## Tasks for this exercise:
1: According to the piece on James Blake's comments about music journalism, how long has the writer spent building a publication?
2: Reproduce everything in the piece on James Blake from "However, I'm not" down to "this point alreadyx).".

## Extract to read:
┄┄┄┄┄┄

People like you, the music fan, reading this now, who've followed us for years, are the people that artists like Blake have been a beneficiary of reaching either because you loved his music or maybe recommended it to a friend or just supported the labels and festivals and outlets that cover him. That's how ecosystems works.
It would be overstating it to say the 50+ passionate music titles like DiS that exist around the world are the sole reason for his success (his great music did most of the heavy lifting, obvs!), but we're a cog in the system that has led to his hugely successful career that keeps him in those wide-leg designer trousers.
It's sad (in a slightly melancholic but never fully miserable kinda way... like with many of his songs) to see James Blake become a shadow of the man we thought he was (and the man Jameela Jamil often tells us he is amongst her many brilliant appearances on podcasts reminding us that together we can, collectively, overcome inequalities and that a better world is possible).

A privileged and successful artist turned into the Principal Skinner meme.
James Blake's swipe at the profession of music journalism is quite the thing. I don't mean to take it personally, it's just that I've spent the last quarter century building a publication on passion and goodwill, and I know so many brilliant people who keep their zines and blogs and pods going through hard work alongside their day jobs. We are fans too, we're just lucky enough to sometimes get early access to records and to interview some of the artists we adore.
However, I'm not saying no-one would ever take label money for kind reviews but the the vast majority of us have an ethical code and we care about trust. We care about our readers and the artists we cover. We also care about the truth, and this malign comment about our profession will not just damage our reputation but it will eat away at the acclaim of all of the artists our publications celebrate. If anything, it might stop humans trusting their fellow human to recommend them music, and we'll just be left with the acts who have the biggest ad budgets or most please the algorithm (if we're kinda at this point alreadyx).

┄┄┄┄┄┄

## Source material:
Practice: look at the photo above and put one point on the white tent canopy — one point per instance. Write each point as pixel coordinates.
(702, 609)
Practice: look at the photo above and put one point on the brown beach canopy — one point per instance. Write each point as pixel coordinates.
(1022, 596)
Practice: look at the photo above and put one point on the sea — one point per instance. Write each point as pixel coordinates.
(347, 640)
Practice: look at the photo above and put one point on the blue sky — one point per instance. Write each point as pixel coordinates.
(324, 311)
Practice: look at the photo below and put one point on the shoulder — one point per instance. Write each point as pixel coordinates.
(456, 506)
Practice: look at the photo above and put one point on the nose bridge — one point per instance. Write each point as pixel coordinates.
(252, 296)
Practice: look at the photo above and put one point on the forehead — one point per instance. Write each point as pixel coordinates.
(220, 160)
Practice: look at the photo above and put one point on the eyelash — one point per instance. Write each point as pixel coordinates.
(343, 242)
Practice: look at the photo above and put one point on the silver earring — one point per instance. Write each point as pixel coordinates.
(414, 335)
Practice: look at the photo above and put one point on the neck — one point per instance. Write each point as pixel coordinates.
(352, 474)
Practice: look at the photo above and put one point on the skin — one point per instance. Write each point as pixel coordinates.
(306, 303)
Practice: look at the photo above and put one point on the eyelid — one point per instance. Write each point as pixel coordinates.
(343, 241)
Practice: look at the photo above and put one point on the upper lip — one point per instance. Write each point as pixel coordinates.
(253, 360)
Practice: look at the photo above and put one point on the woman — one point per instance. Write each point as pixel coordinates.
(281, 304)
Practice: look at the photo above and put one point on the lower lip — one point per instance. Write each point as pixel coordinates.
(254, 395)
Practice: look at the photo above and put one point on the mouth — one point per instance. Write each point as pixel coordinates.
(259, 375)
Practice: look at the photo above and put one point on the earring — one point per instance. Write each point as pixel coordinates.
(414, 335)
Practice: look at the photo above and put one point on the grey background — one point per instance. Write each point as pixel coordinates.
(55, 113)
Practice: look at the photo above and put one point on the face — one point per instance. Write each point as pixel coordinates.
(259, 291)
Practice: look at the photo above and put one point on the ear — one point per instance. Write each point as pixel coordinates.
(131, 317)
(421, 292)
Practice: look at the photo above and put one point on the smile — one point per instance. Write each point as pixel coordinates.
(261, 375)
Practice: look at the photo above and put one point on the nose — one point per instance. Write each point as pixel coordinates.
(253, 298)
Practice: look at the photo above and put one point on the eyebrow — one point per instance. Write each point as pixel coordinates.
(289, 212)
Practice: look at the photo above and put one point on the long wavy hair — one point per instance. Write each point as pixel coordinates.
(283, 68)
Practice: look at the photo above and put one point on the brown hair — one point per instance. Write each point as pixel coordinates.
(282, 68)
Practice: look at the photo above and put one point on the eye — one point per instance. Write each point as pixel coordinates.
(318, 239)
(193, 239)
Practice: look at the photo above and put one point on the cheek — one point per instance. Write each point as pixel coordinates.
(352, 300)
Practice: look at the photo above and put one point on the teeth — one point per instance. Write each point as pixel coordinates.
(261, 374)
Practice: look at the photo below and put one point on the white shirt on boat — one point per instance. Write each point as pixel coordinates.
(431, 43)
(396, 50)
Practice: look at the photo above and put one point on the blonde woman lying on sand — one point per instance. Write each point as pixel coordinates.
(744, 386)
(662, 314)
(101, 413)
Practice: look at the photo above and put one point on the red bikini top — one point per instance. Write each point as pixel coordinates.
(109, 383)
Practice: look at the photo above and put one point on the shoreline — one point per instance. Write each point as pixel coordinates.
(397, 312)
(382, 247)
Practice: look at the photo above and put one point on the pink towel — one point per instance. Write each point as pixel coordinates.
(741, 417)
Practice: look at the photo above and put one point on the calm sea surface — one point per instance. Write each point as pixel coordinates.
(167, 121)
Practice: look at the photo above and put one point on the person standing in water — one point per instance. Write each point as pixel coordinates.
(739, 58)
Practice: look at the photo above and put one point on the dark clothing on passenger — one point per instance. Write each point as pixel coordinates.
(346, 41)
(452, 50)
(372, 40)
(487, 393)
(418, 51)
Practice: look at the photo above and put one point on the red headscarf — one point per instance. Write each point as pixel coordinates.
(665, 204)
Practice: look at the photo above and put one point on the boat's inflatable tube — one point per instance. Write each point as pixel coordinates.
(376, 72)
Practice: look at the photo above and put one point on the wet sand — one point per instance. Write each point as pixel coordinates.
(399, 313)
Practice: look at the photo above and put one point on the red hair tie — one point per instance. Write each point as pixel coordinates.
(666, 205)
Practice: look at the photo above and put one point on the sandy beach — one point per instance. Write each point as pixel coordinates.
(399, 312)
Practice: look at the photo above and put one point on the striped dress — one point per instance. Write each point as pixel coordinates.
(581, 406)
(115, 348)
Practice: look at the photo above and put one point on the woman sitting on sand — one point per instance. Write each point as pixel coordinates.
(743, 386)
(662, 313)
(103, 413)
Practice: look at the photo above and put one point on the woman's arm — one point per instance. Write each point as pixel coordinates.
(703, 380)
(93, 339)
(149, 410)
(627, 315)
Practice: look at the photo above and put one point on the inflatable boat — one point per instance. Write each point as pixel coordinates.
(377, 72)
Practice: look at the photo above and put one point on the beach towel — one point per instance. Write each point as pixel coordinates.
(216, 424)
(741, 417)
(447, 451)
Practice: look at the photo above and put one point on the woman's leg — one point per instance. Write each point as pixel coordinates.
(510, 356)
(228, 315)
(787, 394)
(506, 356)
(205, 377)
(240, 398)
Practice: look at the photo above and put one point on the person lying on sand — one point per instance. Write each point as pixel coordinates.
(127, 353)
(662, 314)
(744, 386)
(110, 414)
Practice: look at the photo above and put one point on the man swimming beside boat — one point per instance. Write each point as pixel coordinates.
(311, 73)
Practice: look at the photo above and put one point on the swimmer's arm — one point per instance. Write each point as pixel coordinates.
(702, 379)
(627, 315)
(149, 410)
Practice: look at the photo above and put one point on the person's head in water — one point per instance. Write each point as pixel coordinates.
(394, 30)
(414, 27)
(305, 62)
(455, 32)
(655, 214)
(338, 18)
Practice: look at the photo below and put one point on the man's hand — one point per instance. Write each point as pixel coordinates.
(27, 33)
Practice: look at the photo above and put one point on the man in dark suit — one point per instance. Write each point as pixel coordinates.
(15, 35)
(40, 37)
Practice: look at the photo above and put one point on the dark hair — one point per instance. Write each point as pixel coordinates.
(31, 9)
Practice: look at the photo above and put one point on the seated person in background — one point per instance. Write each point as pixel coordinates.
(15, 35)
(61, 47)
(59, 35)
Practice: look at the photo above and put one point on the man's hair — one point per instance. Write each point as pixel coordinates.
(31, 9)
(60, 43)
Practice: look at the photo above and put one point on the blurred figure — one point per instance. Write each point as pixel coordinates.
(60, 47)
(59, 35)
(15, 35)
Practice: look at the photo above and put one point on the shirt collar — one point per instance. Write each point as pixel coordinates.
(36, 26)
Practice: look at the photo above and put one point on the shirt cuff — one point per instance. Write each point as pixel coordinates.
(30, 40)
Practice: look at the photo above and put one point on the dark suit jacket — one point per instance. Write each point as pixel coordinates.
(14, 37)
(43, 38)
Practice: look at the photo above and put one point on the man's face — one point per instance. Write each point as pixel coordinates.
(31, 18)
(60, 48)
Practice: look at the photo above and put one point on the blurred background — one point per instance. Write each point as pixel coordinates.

┄┄┄┄┄┄

## Task responses:
1: The last quarter century.

2:
However, I'm not saying no-one would ever take label money for kind reviews but the the vast majority of us have an ethical code and we care about trust. We care about our readers and the artists we cover. We also care about the truth, and this malign comment about our profession will not just damage our reputation but it will eat away at the acclaim of all of the artists our publications celebrate. If anything, it might stop humans trusting their fellow human to recommend them music, and we'll just be left with the acts who have the biggest ad budgets or most please the algorithm (if we're kinda at this point alreadyx).